## Try it
Continue the peer review and author response on the muscarinic receptor gene analysis, starting right after its last line.

## Source document

I only have a few comments:
1. From the Introduction, it seems that different receptors overlap in some brain areas, such as the striatum and the hippocampus. In these cases, perhaps it would be more useful to give information (when available) on:
- cell types of an area where the different receptors are found (for example, projection neurons versus interneurons, etc.)
2. In this phylogenetic analysis of the muscarinic receptor genes, it would be relevant to mention available data (when possible) on the their expression and/or function in different species, and discuss how this relates to the tetraploidization events and/or the receptor gene duplication or triplication.
3. The authors compare an impressively high spectrum of species, including invertebrate chordates and different vertebrates. I congratulate them for the high number of species selected. However, they did not include jawless fishes (for example, lampreys, for which ensemble data are available). It appears that the two tetraploidization events that occurred early in vertebrate evolution happened just before or just after the lamprey-gnatostome split (Mol. Biol. Evol. 19(9):1440-1450. 2002). Therefore, including lampreys in the analysis would provide better resolution on when exactly the different duplications occurred (in the first or in the second tetraploidization), an aspect that the authors were unable to discern.
Author Response
Changes on the authors' initiative since last submission:
- Line 23: removed “muscarinic acetylcholine receptor”
- “Teleost fishes” has been changed to “teleosts” throughout the manuscript
- Line 148: added: “However these adjustments were kept to a minimum.”

## Data below

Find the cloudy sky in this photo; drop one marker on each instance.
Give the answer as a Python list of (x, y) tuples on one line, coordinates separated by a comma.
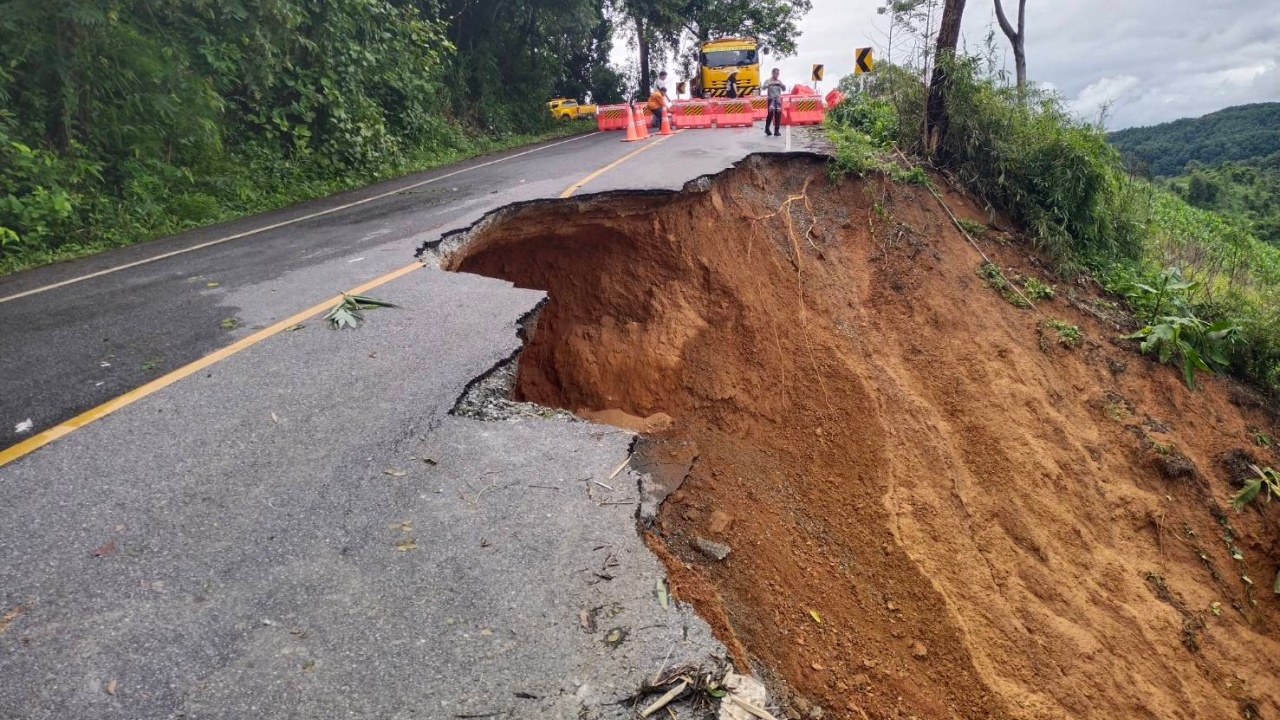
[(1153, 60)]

## Output of the task
- Line 428: added Nuckels et al (2011) reference and updated sentence accordingly
- Added RRIDs to methods section
- In synteny and tree figures (Figure 2, 2-1, 2-2, 3, 3-1, 3-2), duplication scheme figure (Figure 5) and tables (Table 2-1, 3-1), genes lacking names or genes that were wrongly named have been assigned names according to “ZFIN Zebrafish Nomenclature Conventions”, for easier identification of the genes and to create analogy to another manuscript that we are preparing on the nicotinic acetylcholine receptors.
- Removed list of abbreviations
- Upon request from the eNeuro Central Office, the following Extended Data files have been renamed: Figure 1-4 (former Table 1-1), Figure 2-3 (former Table 2-1), Figure 3-3 (former Table 3-1) and Figure 4-5 (former Table 4-1)
Response to the general requirement for information on the sex of the species studied: Our study is based on data from genome databases where both sexes are usually represented. For some species, sex determination is non-chromosomal why the sex does not matter for the genome assembly.